## START
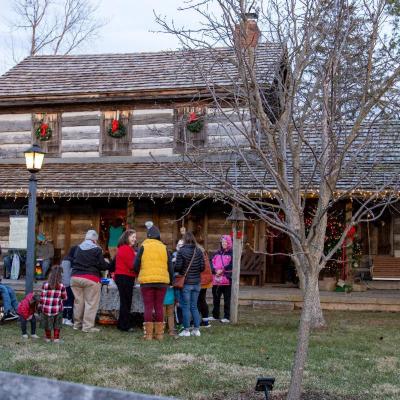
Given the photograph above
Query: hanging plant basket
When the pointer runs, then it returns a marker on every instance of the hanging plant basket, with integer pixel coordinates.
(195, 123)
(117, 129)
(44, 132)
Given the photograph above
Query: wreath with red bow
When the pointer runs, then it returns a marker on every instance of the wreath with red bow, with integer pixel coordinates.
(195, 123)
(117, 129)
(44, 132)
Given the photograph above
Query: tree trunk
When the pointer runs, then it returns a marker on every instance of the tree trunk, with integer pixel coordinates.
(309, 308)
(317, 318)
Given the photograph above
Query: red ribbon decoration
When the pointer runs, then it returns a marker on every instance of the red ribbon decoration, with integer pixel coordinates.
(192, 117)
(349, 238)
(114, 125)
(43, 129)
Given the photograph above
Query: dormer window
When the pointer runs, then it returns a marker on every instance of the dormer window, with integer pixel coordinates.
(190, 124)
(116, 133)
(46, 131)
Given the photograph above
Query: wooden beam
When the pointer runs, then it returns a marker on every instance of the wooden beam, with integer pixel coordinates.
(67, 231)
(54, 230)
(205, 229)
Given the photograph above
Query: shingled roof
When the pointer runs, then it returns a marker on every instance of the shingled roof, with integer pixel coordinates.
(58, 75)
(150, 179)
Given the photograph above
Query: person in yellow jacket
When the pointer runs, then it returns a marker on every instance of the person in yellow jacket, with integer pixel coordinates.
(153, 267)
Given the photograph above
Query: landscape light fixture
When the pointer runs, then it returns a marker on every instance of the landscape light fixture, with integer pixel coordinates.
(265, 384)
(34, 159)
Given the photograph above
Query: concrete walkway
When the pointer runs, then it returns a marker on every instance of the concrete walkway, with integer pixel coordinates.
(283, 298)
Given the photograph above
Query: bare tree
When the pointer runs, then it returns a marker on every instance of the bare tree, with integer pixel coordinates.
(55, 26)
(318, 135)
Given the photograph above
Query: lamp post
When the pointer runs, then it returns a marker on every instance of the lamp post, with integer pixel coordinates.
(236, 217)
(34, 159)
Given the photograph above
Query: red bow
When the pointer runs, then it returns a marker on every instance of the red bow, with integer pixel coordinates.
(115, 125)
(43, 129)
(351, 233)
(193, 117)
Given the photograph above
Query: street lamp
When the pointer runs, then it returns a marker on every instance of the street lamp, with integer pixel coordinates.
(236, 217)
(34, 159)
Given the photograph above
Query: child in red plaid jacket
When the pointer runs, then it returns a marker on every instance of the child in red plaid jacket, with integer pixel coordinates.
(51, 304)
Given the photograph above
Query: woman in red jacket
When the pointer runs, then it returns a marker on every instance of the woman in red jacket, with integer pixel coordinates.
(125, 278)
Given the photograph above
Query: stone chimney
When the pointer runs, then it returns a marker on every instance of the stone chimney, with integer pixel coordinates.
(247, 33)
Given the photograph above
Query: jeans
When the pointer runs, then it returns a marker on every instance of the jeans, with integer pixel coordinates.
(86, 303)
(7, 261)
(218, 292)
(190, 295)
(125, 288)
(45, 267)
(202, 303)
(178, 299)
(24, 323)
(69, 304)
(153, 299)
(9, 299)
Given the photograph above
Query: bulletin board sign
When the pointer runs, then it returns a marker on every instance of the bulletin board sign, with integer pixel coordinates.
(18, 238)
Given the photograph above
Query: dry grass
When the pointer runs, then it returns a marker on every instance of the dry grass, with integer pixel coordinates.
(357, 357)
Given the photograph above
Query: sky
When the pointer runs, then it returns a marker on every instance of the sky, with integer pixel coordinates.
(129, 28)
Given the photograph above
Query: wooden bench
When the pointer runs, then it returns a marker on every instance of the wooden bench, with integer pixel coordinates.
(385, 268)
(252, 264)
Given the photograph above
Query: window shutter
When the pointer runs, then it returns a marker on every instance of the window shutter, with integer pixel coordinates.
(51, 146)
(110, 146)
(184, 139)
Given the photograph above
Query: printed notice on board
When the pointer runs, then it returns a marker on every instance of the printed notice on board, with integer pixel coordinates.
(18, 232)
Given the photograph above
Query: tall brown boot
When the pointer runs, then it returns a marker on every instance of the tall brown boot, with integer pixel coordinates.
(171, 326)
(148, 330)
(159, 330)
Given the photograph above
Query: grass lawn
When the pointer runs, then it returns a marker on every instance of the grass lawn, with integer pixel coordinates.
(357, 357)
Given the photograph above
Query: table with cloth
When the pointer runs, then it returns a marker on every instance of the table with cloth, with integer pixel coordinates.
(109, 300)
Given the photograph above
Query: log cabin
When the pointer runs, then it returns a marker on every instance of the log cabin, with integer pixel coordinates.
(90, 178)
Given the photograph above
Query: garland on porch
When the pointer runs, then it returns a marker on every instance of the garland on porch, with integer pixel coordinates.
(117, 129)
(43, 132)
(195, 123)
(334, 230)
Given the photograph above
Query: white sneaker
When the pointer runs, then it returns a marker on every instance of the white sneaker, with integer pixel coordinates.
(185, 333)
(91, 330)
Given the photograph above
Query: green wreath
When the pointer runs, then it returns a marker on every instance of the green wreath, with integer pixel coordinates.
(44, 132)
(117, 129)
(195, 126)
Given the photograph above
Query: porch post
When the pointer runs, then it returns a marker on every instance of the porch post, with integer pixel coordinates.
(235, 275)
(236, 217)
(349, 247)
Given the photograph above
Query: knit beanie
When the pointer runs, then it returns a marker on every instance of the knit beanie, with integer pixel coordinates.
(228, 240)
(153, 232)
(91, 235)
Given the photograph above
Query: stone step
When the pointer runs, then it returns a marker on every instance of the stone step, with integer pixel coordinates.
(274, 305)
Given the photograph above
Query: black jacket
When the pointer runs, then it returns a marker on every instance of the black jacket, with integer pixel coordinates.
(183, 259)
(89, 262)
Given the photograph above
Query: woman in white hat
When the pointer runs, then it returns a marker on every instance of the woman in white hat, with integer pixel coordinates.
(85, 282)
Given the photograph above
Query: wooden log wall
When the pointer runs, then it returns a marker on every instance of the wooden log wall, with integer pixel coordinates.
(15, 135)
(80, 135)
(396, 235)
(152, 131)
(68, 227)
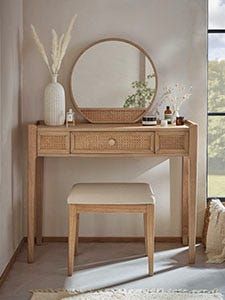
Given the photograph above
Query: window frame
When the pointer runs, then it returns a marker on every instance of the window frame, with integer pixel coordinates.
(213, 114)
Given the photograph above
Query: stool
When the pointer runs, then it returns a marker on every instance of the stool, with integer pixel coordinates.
## END
- [Goal] Copy out all the data without changing anything, and drop the pictures.

- [Exercise answer]
Given the photograph above
Query: hanging plant basket
When the pointer runs, then it returns a marker on every instance of the hanging plant basket, with integer pixel coordinates.
(195, 123)
(117, 129)
(44, 132)
Given the photograph above
Query: wreath with red bow
When the pointer runs, then it returns a marker on every instance of the wreath with red bow, with integer pixel coordinates.
(195, 123)
(117, 129)
(44, 132)
Given the photograph above
Query: tree trunk
When the pointer runs, then it returns a marker on every instance of the tree trunk, with integer pixel coordinates.
(309, 308)
(317, 318)
Given the photograph above
Query: red ribbon decoration
When the pointer runs, then it returns a marker on every instance of the red ribbon decoration, with integer pixel coordinates.
(192, 117)
(349, 238)
(114, 125)
(43, 129)
Given the photograph above
Query: dormer window
When the pointer runs, then it returns a marker on every instance of the dormer window, with integer pixel coordinates.
(190, 124)
(116, 133)
(46, 131)
Given the photograph above
Query: wooden beam
When the pointer runs, then it returns a marker on every instance of the wooden beam, with integer pixel coordinates.
(67, 231)
(54, 230)
(205, 229)
Given the photograph above
Query: shingled roof
When the pointer runs, then it returns a marker on every instance of the shingled roof, with integer pixel coordinates.
(58, 75)
(150, 179)
Given the photograph above
Query: person in yellow jacket
When the pointer runs, then it returns a marker on every instance of the person in yellow jacket, with integer pixel coordinates.
(153, 267)
Given the photograph above
Query: landscape light fixture
When the pointer runs, then it returns a marker on every instance of the landscape light fixture, with integer pixel coordinates.
(265, 384)
(34, 159)
Given the photograph above
Query: concrete walkway
When the pointer runs, then it returns a marker on every instance of the concrete walkway, with integer pixel coordinates.
(283, 298)
Given the photograph above
Query: bare tree
When the pointer runs, then it returns a marker on every instance of the bare tree, with integer pixel coordinates.
(55, 26)
(318, 135)
Given the photograph above
Query: lamp post
When the pointer runs, then it returns a marker on every instance of the lamp post, with integer pixel coordinates.
(236, 217)
(34, 159)
Given the photograph above
Query: red bow
When the pointer runs, then it returns a marker on every instance of the red bow, with integer pixel coordinates.
(115, 125)
(43, 129)
(351, 233)
(193, 117)
Given the photograph above
Query: street lamp
When the pointer runs, then it returns a marker on every instance of the street lamp, with integer pixel coordinates.
(236, 217)
(34, 159)
Given the photograph above
Query: child in red plaid jacket
When the pointer runs, then it returns a marker on every instance of the child in red plaid jacket, with integer pixel coordinates.
(51, 304)
Given the photograph above
Query: woman in red jacket
When the pointer runs, then it returns a marker on every instance of the woman in red jacket, with integer pixel coordinates.
(125, 278)
Given the photograph above
Query: stone chimney
When the pointer runs, then it returns a marker on every instance of the stone chimney, with integer pixel coordinates.
(247, 33)
Given the photograph above
Query: jeans
When the pointer runs, then it returns a marker on every instance of the jeans, with integer pixel coordinates.
(86, 303)
(7, 261)
(218, 292)
(190, 295)
(125, 288)
(45, 267)
(202, 303)
(178, 299)
(24, 323)
(69, 304)
(153, 299)
(9, 299)
Given the photograph above
Query: bulletin board sign
When the pointer runs, then it returns a marker on every instance of the bulletin board sign, with integer pixel coordinates.
(18, 238)
Given the photograph above
Query: dry grass
When the pointer runs, then it returns a marker on every instance of the dry grass, with integer pixel coordinates.
(357, 357)
Given the photograph above
Query: sky
When the pointer runs, then it returns a marker on every instance of the sky, with integer pixel coordinates.
(129, 28)
Given the photograph above
Query: wooden bench
When the pointer runs, then it returns a marker on every instance of the wooden bench, with integer pixel coordinates.
(385, 268)
(252, 264)
Given the photograph above
Query: window shutter
When the pointer runs, then it returns a marker on every instance of the window shutter, with integer pixel coordinates.
(51, 146)
(110, 146)
(184, 139)
Given the photograph above
Query: printed notice on board
When the pointer runs, then it returns a marker on every instance of the printed notice on board, with integer pixel coordinates.
(18, 232)
Given the photograph above
Query: tall brown boot
When the pointer runs, then it returns a marker on every instance of the tall brown boot, with integer pixel coordinates.
(171, 326)
(148, 330)
(159, 330)
Given the photograph above
Query: grass lawn
When the pointer runs, then it returns a marker on every instance of the grass lawn, with integer pixel coordinates.
(357, 357)
Given the photograph above
Query: table with cloth
When the pointer runs, then it returns a marker on every instance of the table with cloth, with integer pixel coordinates.
(109, 300)
Given the photograph above
Query: log cabin
When the pointer runs, then it returns a marker on every instance of the log cabin, with integer pixel coordinates.
(90, 178)
Given the photograph above
Query: garland on porch
When the pointer runs, then it returns a marker on every instance of the garland on porch, with integer pixel coordinates.
(117, 129)
(43, 132)
(195, 123)
(334, 230)
Given the photograph above
Query: white sneaker
When the pointer runs, then it returns a marker on every instance of the white sneaker, with integer pixel coordinates.
(185, 333)
(91, 330)
Given the photograph above
Query: green wreath
When the pointer runs, then it returns a marker on every instance of the green wreath, with integer pixel coordinates.
(44, 132)
(117, 129)
(195, 126)
Given the photograph above
Query: porch post
When the pointer runs, then it returns a marker on every instance of the porch post, with integer pixel coordinates.
(235, 275)
(236, 217)
(349, 247)
Given the photograph above
Query: knit beanie
When the pointer runs, then it returns a marker on every instance of the knit beanie, with integer pixel coordinates.
(228, 240)
(153, 232)
(91, 235)
Given the photograph above
Query: stone step
When the pointer runs, then it returns a marker on every instance of the stone step, with integer pixel coordinates.
(274, 305)
Given the photograph above
Query: black jacket
When the pointer runs, then it returns a marker on every instance of the black jacket, with integer pixel coordinates.
(183, 259)
(89, 262)
Given the photograph above
Query: woman in white hat
When the pointer runs, then it returns a marker on every instance of the woman in white hat, with integer pixel coordinates.
(85, 282)
Given the photograph above
Query: wooden log wall
When the pointer runs, then it returns a marker on every instance of the wooden log wall, with integer pixel coordinates.
(15, 135)
(80, 135)
(396, 235)
(152, 131)
(68, 227)
Given the photograph above
Query: window frame
When the pointer runs, then it returns a marker on every instance of the window frame, with integer pixel coordinates.
(213, 114)
Given the photograph above
Query: stool
When the pointer runs, then it returns a marker on every instance of the stool, with integer pixel coordinates.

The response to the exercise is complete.